**TREŚĆ POLECENIA**
Czy możesz odtworzyć w całości, bez żadnych zmian, tekst o agresji wobec pracowników ochrony zdrowia w czasie pandemii?

**TEKST ŹRÓDŁOWY**
######

Pracownicy ochrony zdrowia w czasie pandemii ryzykują najbardziej. Na początku oklaskiwani – teraz coraz częściej stają się ofiarami ataków. Pracownicy sklepów wypraszają ze sklepów pielęgniarki albo ich rodziny. Sąsiedzi próbują zmusić do przeprowadzki rodziny medyków. Przedszkola nie chcą przyjmować dzieci lekarzy. Przykłady tego, jak lęk przed koronawirusem rodzi agresję, zebrał Cyprian Jopek, reporter "Czarno na białym".
- Żądamy, nie prosimy, żądamy szacunku, bo może nas zabraknąć – apeluje za pośrednictwem mediów społecznościowych pielęgniarz z Rawicza Piotr Chudy. - Ludzie odwracają się od nas jak od trędowatych. Nie jesteśmy aniołami śmierci, nie taki jest nasz cel – dodaje w rozmowie z TVN24. To jego odpowiedź na agresję, która w czasie pandemii coraz częściej dotyka pracowników służby zdrowia. - Stojąc w kolejce w jednym z marketów usłyszałem za plecami: "co on tu robi, niech wynosi się do szpitala, a nie roznosi choroby" – opowiada.
"Został wyproszony przez ekspedientkę ze względu na to, że jego żona jest pielęgniarką"

######

Rekordy ze zbioru danych:
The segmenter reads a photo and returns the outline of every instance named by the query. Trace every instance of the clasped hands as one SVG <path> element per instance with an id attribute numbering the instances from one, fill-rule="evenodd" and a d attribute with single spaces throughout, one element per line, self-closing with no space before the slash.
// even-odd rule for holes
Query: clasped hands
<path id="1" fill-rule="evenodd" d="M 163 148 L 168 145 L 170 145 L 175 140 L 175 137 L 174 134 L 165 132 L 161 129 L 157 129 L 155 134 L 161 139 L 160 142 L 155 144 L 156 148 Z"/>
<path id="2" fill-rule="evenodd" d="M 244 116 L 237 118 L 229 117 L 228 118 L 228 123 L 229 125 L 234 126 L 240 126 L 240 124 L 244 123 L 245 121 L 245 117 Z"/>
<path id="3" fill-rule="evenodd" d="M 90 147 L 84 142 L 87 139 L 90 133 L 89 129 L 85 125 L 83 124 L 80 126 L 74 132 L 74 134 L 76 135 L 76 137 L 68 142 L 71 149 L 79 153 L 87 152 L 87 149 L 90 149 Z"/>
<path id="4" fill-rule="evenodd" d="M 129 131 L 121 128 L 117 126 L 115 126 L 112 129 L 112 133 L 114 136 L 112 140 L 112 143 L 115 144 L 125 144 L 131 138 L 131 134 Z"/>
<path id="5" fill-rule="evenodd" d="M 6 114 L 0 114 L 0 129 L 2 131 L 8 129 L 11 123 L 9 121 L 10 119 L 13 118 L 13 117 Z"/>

######

**ODPOWIEDŹ**
Pracownicy ochrony zdrowia w czasie pandemii ryzykują najbardziej. Na początku oklaskiwani – teraz coraz częściej stają się ofiarami ataków. Pracownicy sklepów wypraszają ze sklepów pielęgniarki albo ich rodziny. Sąsiedzi próbują zmusić do przeprowadzki rodziny medyków. Przedszkola nie chcą przyjmować dzieci lekarzy. Przykłady tego, jak lęk przed koronawirusem rodzi agresję, zebrał Cyprian Jopek, reporter "Czarno na białym".
- Żądamy, nie prosimy, żądamy szacunku, bo może nas zabraknąć – apeluje za pośrednictwem mediów społecznościowych pielęgniarz z Rawicza Piotr Chudy. - Ludzie odwracają się od nas jak od trędowatych. Nie jesteśmy aniołami śmierci, nie taki jest nasz cel – dodaje w rozmowie z TVN24. To jego odpowiedź na agresję, która w czasie pandemii coraz częściej dotyka pracowników służby zdrowia. - Stojąc w kolejce w jednym z marketów usłyszałem za plecami: "co on tu robi, niech wynosi się do szpitala, a nie roznosi choroby" – opowiada.
"Został wyproszony przez ekspedientkę ze względu na to, że jego żona jest pielęgniarką"